## Written request a
In the discussion of hypercore feed-level metadata, which value decides the newest blob when peers disagree?

## Passage to read
********************

Discussion: options for hypercore feed-level metadata

bnewbold commented 6 years ago

Motivation: have a way to annotate the "type" of feed contents. For example, determine if you're looking at a hyperdb key/value feed, a hyperdrive, or some other thing. A requirement is that code/libraries be able to replicate the feed and discover the content type (and schema version) without necessarily understanding the schema itself. A related motivation is to discover related ("content") feeds in a protocol-agnostic manner, but this isn't a requirement.

Question: should this blob be strictly immutable? Being able to change some metadata might be nice (eg, paired feeds), but keeping it immutable is simple for, eg, hosting platforms and archives.

Option 1: protobuf message as special first entry in feed. This is basically what hyperdrive does currently to point from metadata to content feed, only we would want to use (extensible) protobuf instead of bare bytes. Could potentially select a small fixed number of fields for this protobuf schema (eg, "repeated relatedFeeds bytes", "optional protobufSchema String", "optional contentType String"; strings could be mimetype-like), which application could extend upon.

Option 2: add a metadata/header blob out-of-band to hypercore feeds. @mafintosh mentioned a scheme where an immutable blob is transmitted during feed handshakes, and the hash of that blob is used as a key for internal hypercore hashing. Would be stored as a new stub file in SLEEP directories (like feed key is currently).

There are probably more options if we get creative!

mafintosh commented 6 years ago

Been thinking a bit about the handshake message. Instead of making it the first message it could be powerful if you could update that message. Especially if we have an "relatedFeeds" scheme since you most likely wanna update that over time (hyperdb does this a bunch!)

What about something like this

message Header {
  message Feed {
    required bytes key = 1;
  }
  required string protocolType = 1;
  optional uint64 version = 2; // defaults to version 0
  repeated Feed relatedFeeds = 3; // use a Feed message so users can extend it with other metadata
}

And then a convention that every message points back to the last header message

message Entry {
  optional uint64 headerSeq = 4;
}

Or some variation of this

mafintosh commented 6 years ago

@bnewbold expanding on the above... what if you could attach an immutable blob and a mutable sequence pointer, or simply just a mutable sequence pointer. Then the header would be stored in the feed but you'd keep the "latest header" pointer outside

mafintosh commented 6 years ago

Another idea.

Being able to attach a mutable blob that is history less. Meaning that in the handshake or somehow each peer exchange (blob, blobSeq, signature).

blobSeq increments everytime the owner updates the blob and is used to pick the newest one if the peers disagree on which one is the correct one. The owner also signs it

pfrazee commented 6 years ago

Being able to attach a mutable blob that is history less. Meaning that in the handshake or somehow each peer exchange (blob, blobSeq, signature).

********************

## Contour labeling entries

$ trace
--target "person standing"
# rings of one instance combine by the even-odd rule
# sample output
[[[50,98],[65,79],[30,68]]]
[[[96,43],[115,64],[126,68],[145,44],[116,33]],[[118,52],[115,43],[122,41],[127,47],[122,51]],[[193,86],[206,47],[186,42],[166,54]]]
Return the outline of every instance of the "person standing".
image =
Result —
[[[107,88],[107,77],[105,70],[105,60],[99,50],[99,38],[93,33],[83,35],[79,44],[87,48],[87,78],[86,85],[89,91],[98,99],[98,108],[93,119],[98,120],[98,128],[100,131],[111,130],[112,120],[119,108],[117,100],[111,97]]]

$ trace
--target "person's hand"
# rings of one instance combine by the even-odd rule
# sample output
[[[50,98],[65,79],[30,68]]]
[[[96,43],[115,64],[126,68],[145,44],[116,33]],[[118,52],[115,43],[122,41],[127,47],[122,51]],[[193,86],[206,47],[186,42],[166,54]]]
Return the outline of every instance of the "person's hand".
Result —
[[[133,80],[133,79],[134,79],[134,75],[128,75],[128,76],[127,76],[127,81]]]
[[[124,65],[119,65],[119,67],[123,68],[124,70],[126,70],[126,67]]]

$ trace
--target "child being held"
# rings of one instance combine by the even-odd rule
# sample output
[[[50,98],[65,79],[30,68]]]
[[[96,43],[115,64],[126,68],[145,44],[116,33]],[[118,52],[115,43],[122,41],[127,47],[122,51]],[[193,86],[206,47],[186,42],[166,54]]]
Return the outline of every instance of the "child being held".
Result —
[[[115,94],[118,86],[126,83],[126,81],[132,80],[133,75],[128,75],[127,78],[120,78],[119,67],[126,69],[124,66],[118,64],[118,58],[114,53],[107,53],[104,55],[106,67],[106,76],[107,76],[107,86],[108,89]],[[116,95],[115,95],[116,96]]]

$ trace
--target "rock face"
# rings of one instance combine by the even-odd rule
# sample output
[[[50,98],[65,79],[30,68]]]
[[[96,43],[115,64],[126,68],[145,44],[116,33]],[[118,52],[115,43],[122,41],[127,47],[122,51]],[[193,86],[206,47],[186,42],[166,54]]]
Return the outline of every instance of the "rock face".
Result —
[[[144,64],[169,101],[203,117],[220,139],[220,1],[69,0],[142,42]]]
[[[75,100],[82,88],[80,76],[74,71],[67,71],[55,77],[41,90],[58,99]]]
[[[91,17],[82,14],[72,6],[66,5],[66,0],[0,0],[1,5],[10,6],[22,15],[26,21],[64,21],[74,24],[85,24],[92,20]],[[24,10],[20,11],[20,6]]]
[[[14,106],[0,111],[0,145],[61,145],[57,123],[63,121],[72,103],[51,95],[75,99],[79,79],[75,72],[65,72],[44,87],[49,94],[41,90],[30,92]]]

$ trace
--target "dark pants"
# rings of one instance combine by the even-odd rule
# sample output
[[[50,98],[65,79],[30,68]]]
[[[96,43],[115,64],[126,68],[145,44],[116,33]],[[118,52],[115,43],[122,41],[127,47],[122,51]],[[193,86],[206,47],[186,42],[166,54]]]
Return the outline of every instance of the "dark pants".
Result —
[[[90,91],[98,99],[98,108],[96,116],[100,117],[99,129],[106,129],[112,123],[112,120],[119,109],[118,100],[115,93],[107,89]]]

********************

## Written request b
Report each line of the entries that contains the word "every".

## Full answer a
blobSeq

## Full answer b
Return the outline of every instance of the "person standing".
Return the outline of every instance of the "person's hand".
Return the outline of every instance of the "child being held".
Return the outline of every instance of the "rock face".
Return the outline of every instance of the "dark pants".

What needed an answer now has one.